- [Exercises to complete]:
**A.** In the passage below on branching syllids, what happens to the glandular material of the dorsal cirri in R. multicaudata when the animals start dying?
**B.** Summarize the passage below on branching syllids in two sentences.

- [Text section]:

-------

The three branching syllids show segmental asymmetry (i.e., segments with pairs of dorsal cirri of different length on each side), which intervenes between regions of symmetry (Schroeder et al., 2017) and have been found to show reddish coloration (Glasby et al., 2012; Imajima, 1966; Read, 2001). The glandular material of dorsal cirri in R. multicaudata changes from bright white into red colour when the animals start dying (Ponz-Segrelles et al., 2021), and we observed a similar phenomenon in R. kingghidorahi n. sp., with this material protruding through the dorsal cirri pores.

-------

- [Data section]:
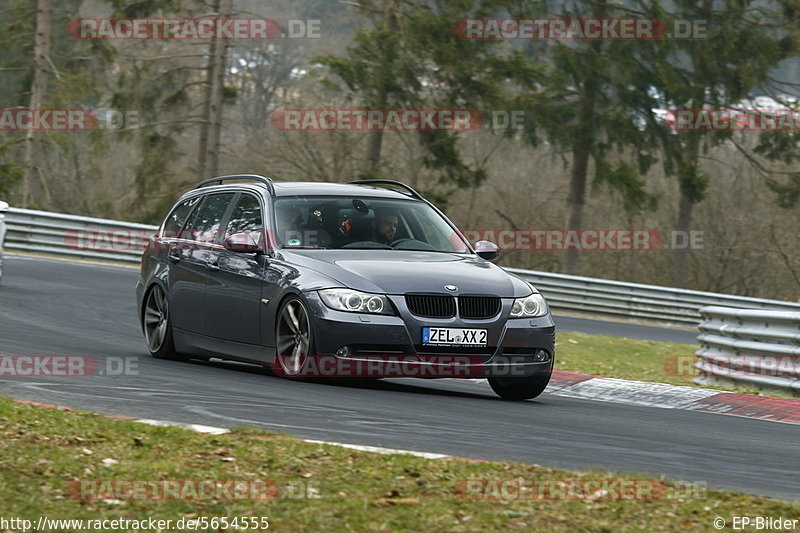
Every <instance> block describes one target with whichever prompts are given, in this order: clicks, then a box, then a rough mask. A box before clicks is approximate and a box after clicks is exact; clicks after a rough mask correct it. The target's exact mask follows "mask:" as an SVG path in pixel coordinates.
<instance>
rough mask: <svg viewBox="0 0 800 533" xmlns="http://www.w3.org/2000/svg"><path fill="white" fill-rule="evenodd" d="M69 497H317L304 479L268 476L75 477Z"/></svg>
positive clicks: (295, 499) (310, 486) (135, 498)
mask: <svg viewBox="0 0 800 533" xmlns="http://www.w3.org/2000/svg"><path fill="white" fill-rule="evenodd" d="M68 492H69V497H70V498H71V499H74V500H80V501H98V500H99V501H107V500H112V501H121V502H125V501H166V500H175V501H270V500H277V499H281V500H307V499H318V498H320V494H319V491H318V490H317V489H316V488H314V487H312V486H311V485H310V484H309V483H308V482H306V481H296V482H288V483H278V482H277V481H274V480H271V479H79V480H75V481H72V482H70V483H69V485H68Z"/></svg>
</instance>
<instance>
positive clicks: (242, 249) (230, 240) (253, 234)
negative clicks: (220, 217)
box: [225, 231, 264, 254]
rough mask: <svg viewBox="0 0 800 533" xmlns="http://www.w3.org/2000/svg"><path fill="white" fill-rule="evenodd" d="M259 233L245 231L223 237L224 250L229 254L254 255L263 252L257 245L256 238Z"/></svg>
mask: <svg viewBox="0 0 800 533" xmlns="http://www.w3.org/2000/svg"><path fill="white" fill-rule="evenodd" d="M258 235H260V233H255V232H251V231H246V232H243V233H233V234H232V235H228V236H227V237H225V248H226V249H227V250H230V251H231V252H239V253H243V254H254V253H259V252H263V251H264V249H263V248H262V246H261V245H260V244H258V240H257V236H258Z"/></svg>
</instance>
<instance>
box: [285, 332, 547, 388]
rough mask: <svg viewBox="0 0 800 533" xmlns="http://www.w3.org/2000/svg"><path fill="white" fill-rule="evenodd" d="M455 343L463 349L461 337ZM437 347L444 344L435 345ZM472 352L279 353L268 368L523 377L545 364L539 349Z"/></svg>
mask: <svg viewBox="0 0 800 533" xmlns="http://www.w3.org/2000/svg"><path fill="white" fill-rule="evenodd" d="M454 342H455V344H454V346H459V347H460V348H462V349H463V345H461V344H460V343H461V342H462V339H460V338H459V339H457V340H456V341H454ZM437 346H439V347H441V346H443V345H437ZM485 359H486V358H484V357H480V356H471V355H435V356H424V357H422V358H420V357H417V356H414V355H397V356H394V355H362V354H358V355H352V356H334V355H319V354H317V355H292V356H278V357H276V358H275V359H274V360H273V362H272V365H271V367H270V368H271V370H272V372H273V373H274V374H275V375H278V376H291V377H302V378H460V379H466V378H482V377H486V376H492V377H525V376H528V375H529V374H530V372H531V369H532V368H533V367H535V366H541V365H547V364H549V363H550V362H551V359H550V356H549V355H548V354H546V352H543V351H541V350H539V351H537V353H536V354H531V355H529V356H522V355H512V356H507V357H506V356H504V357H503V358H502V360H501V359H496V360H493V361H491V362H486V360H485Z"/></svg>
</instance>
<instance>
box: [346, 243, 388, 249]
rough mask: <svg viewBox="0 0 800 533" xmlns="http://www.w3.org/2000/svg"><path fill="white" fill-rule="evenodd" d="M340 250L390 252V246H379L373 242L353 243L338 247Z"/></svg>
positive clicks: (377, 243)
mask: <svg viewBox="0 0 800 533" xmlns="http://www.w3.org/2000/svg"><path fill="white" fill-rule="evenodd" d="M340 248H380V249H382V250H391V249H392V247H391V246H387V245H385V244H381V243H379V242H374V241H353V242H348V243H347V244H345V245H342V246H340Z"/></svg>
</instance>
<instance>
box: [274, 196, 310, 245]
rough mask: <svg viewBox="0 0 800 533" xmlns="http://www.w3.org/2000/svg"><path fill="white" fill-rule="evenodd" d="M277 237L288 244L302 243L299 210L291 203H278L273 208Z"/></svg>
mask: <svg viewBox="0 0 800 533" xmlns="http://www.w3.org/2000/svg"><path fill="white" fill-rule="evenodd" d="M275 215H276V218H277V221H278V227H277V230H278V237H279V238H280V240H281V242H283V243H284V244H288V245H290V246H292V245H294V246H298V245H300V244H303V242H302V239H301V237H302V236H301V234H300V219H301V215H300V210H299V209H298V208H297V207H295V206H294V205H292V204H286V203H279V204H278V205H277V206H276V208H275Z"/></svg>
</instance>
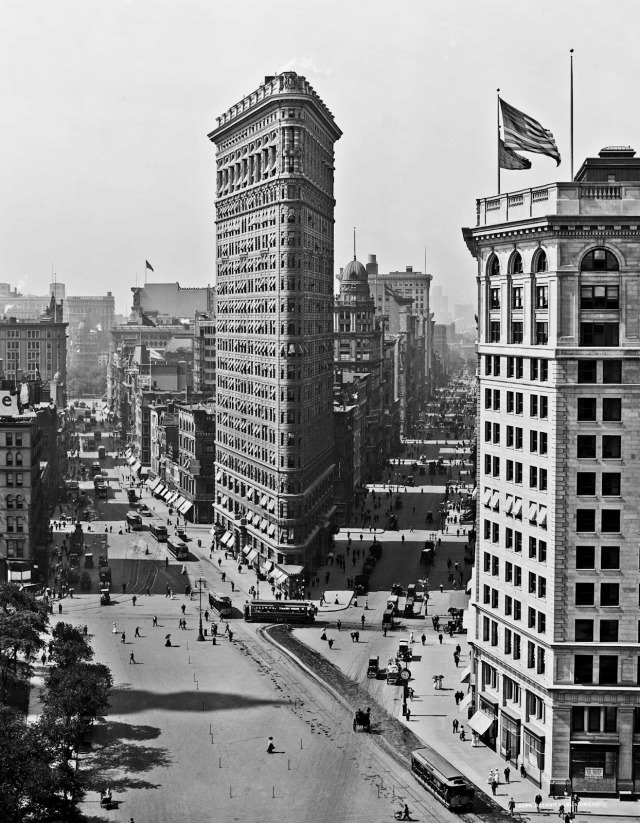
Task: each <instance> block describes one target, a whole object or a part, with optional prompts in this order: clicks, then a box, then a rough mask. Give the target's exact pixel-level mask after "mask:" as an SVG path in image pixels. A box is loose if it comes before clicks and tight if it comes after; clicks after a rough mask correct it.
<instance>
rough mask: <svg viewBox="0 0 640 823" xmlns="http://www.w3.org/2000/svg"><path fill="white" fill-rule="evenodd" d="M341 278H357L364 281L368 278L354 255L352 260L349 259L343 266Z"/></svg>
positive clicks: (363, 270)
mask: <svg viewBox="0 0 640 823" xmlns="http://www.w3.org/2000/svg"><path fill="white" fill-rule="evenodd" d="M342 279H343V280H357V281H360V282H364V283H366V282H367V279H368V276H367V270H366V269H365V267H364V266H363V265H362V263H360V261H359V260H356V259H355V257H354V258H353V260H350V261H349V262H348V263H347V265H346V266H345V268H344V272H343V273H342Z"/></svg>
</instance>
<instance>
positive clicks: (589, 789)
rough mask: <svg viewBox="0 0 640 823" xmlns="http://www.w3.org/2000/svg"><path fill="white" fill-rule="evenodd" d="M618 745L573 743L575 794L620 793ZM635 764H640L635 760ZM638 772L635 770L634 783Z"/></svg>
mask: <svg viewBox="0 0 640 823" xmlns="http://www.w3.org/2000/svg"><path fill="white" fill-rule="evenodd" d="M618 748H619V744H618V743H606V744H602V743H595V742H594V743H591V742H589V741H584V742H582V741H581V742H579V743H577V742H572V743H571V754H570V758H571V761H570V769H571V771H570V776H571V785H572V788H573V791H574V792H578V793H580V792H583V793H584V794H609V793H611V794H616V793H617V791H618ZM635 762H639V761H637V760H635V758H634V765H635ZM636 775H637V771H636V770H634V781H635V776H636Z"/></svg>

-------

- [Problem solutions]:
**A.** It changes from bright white to red.

**B.** The three branching syllids have segments whose paired dorsal cirri differ in length on each side, set between regions of symmetry, and they have been found to show reddish coloration. In R. multicaudata the glandular material of the dorsal cirri turns from bright white to red as the animals start dying, and a similar change was observed in R. kingghidorahi n. sp., with the material protruding through the dorsal cirri pores.